#### 抜粋
• • • • •

腕を組むと落ち着くので習慣となってしまっている人は要注意。
エアクォート
両手でピースサイン、指先を数回折り曲げる仕草。日本人はあまり使いませんが、英語圏で使われるので海外ドラマや映画で見かけることがあるかもしれません。
英語で使用される記号「“ ”(ダブルクォーテーションマーク)」(引用や強調に使用)を指で表すことで、自分の言葉を強調したり「要注意」「裏があるかも」など人の言葉を皮肉を言ったりする時に使われます。
ボディランゲージの重要性
ボディランゲージの重要性については興味深い数値があります。
アメリカの心理学者、アルバート・メラビアンによって発表された「メラビアンの法則」、人から話を聞く時の情報源は7-38-55の割合というものです。
目から得る情報が全体の半数を超える55%、話のスピードや声のトーンなど耳から得る情報が38%、言葉から得る情報はわずか全体の7%というものです。
言葉と表情、言葉とボディランゲージにギャップがあるとき、本音を表すのは表情やボディランゲージだと私たちは考えているということ。

• • • • •

#### 表示データ
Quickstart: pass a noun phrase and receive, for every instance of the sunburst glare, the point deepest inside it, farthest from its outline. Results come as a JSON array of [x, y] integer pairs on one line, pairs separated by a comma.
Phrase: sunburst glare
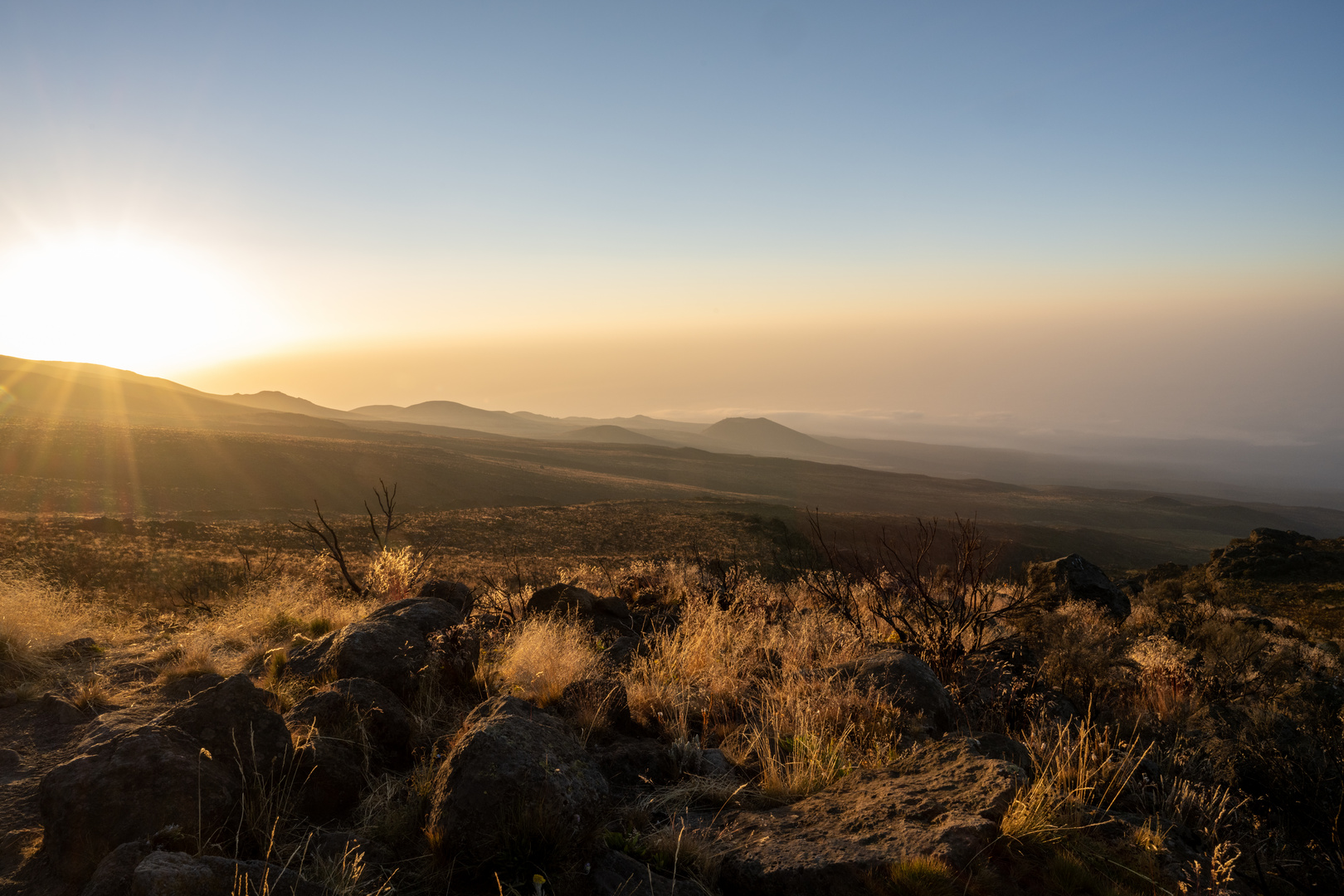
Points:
[[127, 301]]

• • • • •

#### 設問の指示
a) 抜粋のうち、「腕を組むと落ち着くので習慣となってしまっている人は要注意。」という語句を含むところから「ボディランゲージの重要性については興味深い数値があります。」の後までを、一字も変えずに書き写してください。
b) 抜粋で紹介されている「メラビアンの法則」では、言葉から得る情報は全体の何パーセントとされていますか。

#### 解答一覧
a)
腕を組むと落ち着くので習慣となってしまっている人は要注意。
エアクォート
両手でピースサイン、指先を数回折り曲げる仕草。日本人はあまり使いませんが、英語圏で使われるので海外ドラマや映画で見かけることがあるかもしれません。
英語で使用される記号「“ ”(ダブルクォーテーションマーク)」(引用や強調に使用)を指で表すことで、自分の言葉を強調したり「要注意」「裏があるかも」など人の言葉を皮肉を言ったりする時に使われます。
ボディランゲージの重要性
ボディランゲージの重要性については興味深い数値があります。

b) 全体のわずか7%です。